▼
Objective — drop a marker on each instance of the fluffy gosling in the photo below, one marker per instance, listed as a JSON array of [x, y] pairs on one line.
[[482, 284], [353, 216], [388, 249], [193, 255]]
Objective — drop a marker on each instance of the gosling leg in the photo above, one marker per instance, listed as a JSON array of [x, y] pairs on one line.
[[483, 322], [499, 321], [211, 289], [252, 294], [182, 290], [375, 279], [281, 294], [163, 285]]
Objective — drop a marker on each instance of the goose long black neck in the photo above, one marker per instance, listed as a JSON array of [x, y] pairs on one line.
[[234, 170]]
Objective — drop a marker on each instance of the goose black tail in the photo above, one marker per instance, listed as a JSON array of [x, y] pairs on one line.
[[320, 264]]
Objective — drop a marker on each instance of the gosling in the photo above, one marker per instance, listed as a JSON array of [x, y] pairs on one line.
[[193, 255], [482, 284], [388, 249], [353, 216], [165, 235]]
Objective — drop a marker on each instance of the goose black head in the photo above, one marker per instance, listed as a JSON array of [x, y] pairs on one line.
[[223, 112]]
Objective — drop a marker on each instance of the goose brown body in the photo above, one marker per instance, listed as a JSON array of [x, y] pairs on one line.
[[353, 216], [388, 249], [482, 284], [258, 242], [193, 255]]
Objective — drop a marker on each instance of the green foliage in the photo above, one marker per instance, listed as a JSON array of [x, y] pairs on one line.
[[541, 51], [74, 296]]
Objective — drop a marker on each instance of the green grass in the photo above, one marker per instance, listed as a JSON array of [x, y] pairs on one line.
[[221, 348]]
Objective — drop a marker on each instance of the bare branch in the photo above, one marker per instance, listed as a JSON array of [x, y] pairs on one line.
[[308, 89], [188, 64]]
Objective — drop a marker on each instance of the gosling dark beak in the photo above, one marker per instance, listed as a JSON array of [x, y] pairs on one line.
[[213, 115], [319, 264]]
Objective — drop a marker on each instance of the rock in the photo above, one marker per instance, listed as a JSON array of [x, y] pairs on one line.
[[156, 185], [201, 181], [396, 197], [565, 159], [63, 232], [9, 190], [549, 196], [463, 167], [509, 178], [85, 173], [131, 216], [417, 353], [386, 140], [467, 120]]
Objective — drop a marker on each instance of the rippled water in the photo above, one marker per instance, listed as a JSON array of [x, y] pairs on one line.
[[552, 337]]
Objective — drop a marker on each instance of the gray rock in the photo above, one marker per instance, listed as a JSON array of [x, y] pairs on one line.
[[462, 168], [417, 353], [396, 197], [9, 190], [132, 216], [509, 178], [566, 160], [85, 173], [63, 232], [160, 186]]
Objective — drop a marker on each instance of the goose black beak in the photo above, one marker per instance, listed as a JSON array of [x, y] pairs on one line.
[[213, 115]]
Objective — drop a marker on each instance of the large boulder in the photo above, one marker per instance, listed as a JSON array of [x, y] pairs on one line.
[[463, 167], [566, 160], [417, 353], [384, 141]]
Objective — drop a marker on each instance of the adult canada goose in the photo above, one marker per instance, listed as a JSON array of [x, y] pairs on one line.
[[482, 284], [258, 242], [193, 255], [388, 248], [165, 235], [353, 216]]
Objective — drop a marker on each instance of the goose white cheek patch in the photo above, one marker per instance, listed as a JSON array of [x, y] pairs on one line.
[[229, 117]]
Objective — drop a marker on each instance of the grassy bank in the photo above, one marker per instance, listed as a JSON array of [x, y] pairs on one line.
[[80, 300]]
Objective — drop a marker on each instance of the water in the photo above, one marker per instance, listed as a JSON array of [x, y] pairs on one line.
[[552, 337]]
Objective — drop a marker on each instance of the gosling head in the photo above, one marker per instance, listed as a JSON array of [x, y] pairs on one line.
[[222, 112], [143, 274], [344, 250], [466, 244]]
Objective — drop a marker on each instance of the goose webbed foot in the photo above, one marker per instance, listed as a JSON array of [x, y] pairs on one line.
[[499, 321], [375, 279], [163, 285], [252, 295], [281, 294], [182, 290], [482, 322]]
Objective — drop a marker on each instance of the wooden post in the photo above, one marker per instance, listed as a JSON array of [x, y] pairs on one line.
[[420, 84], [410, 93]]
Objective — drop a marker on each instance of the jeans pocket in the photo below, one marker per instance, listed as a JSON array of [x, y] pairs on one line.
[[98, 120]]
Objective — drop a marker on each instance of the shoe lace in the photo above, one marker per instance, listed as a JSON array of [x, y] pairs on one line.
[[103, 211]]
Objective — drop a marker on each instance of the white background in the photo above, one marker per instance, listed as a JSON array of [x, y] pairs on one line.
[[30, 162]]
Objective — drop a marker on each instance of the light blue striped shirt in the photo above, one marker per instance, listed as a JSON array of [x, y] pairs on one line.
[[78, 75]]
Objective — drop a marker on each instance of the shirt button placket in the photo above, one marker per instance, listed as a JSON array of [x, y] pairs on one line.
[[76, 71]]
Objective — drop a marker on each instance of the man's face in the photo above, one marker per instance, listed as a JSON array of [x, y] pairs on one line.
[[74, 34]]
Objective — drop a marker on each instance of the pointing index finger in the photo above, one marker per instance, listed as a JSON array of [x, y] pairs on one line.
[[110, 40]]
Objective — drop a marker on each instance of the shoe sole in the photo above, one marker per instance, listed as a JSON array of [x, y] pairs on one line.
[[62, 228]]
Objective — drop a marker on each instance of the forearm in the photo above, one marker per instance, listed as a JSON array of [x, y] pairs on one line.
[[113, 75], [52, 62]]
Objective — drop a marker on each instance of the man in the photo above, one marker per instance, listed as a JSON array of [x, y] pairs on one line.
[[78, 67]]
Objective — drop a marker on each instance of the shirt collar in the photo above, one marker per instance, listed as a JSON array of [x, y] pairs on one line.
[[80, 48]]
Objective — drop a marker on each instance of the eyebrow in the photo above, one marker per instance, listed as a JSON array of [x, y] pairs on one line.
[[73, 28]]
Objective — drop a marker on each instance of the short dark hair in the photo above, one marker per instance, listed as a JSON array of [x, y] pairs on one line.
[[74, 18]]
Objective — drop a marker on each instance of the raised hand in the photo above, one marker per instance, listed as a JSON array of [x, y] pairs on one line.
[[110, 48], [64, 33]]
▲
What you have to do
Copy out everything from "Objective — drop a marker on each instance of the short" down to the end of the records, swapping "raised hand" for "lifted hand" and keeping the rest unchanged.

Answer for the task
Objective — drop a marker on each instance of the short dark hair in the photo above, one marker per instance, listed as a JSON array of [x, y] pairs on one line.
[[74, 18]]
Objective — drop a marker on each instance of the lifted hand in the photo above, one marker per instance, listed as a JSON array of [x, y] pairs on one line.
[[110, 48], [64, 33]]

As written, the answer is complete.